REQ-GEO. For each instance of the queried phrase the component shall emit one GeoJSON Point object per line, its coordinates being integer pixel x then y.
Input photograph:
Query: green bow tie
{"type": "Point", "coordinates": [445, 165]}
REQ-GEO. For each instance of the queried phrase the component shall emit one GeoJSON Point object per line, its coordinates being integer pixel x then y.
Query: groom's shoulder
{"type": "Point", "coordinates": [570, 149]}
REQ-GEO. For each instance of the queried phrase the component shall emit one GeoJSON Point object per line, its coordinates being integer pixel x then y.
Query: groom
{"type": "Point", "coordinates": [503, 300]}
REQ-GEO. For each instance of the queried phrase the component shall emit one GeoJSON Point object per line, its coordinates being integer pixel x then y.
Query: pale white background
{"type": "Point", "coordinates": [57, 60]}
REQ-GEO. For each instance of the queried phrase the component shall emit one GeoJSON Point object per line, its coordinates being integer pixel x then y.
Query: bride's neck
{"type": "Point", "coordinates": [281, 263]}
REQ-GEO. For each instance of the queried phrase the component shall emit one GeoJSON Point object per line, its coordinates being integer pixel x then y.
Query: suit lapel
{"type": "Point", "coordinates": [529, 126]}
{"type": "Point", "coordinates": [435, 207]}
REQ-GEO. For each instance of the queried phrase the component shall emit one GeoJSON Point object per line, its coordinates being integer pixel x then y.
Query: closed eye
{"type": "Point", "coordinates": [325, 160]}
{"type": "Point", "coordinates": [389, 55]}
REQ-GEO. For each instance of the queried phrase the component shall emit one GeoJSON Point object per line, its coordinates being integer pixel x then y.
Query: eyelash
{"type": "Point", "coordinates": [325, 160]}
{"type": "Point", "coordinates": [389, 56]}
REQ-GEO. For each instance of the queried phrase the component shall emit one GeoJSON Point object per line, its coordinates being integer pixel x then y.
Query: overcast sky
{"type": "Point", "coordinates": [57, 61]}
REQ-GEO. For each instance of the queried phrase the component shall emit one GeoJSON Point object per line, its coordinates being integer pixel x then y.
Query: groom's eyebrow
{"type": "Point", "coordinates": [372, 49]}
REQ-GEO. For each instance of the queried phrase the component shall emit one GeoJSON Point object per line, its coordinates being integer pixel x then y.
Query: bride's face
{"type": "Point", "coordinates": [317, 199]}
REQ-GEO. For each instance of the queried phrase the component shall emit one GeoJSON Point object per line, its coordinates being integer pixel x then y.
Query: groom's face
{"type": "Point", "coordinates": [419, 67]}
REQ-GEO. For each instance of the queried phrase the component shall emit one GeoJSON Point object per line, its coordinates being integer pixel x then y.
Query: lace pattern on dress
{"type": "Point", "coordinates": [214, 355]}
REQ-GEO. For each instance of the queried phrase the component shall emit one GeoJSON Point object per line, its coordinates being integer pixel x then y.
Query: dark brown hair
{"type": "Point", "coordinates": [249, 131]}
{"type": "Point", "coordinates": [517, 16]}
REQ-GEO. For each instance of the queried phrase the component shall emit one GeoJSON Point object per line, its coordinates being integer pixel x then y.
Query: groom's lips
- - -
Task prompt:
Each line of the listing should be printed again, exactly.

The completed task:
REQ-GEO. For each instance of the queried phrase the component shall emit one GeoJSON Point object per line, its coordinates being integer pixel x then y.
Input photograph:
Query: green bow tie
{"type": "Point", "coordinates": [445, 165]}
REQ-GEO. For each instance of the queried phrase the component shall emit one GeoJSON Point object per line, its coordinates being integer pixel x then y.
Query: groom's shoulder
{"type": "Point", "coordinates": [570, 149]}
REQ-GEO. For each instance of the queried phrase the component shall emit one GeoJSON Point object per line, its coordinates being integer pixel x then y.
Query: groom
{"type": "Point", "coordinates": [503, 300]}
REQ-GEO. For each instance of the queried phrase the component shall emit one GeoJSON Point object per line, its coordinates being integer pixel x then y.
Query: pale white background
{"type": "Point", "coordinates": [57, 60]}
REQ-GEO. For each instance of the queried phrase the component shall emit one GeoJSON Point object per line, its coordinates being integer pixel x then y.
Query: bride's neck
{"type": "Point", "coordinates": [281, 263]}
REQ-GEO. For each instance of the queried phrase the component shall emit one GeoJSON Point object per line, its coordinates being integer pixel x then y.
Query: suit lapel
{"type": "Point", "coordinates": [529, 126]}
{"type": "Point", "coordinates": [435, 207]}
REQ-GEO. For each instance of the queried phrase the component shall emit one GeoJSON Point object per line, its coordinates being integer pixel x then y.
Query: closed eye
{"type": "Point", "coordinates": [325, 160]}
{"type": "Point", "coordinates": [389, 55]}
REQ-GEO. For each instance of the queried phrase the component shall emit one GeoJSON Point object per line, its coordinates being integer pixel x then y.
Query: eyelash
{"type": "Point", "coordinates": [325, 160]}
{"type": "Point", "coordinates": [389, 56]}
REQ-GEO. For each instance of the queried phrase the component shall emit one GeoJSON Point object per line, its coordinates being integer pixel x then y.
Query: overcast sky
{"type": "Point", "coordinates": [57, 61]}
REQ-GEO. For each instance of the queried phrase the component shall emit one GeoJSON Point object per line, its coordinates being integer pixel x then y.
Query: groom's eyebrow
{"type": "Point", "coordinates": [372, 49]}
REQ-GEO. For each instance of the queried phrase the component shall emit one GeoJSON Point object per line, its coordinates being integer pixel x then y.
Query: bride's face
{"type": "Point", "coordinates": [317, 199]}
REQ-GEO. For each instance of the queried phrase the component shall emit one GeoJSON Point object per line, its coordinates being integer pixel x then y.
Query: groom's face
{"type": "Point", "coordinates": [419, 67]}
REQ-GEO. For each instance of the queried phrase the component shall emit one GeoJSON Point object per line, its coordinates being integer pixel x then y.
Query: lace pattern on dress
{"type": "Point", "coordinates": [214, 355]}
REQ-GEO. For each instance of the queried phrase the component shall emit one GeoJSON Point object per line, its coordinates being integer pixel x then y.
Query: dark brown hair
{"type": "Point", "coordinates": [249, 131]}
{"type": "Point", "coordinates": [517, 16]}
REQ-GEO. For each instance of the queried phrase the component shall emit one GeoJSON Point object per line, its coordinates being integer pixel x then y.
Query: groom's lips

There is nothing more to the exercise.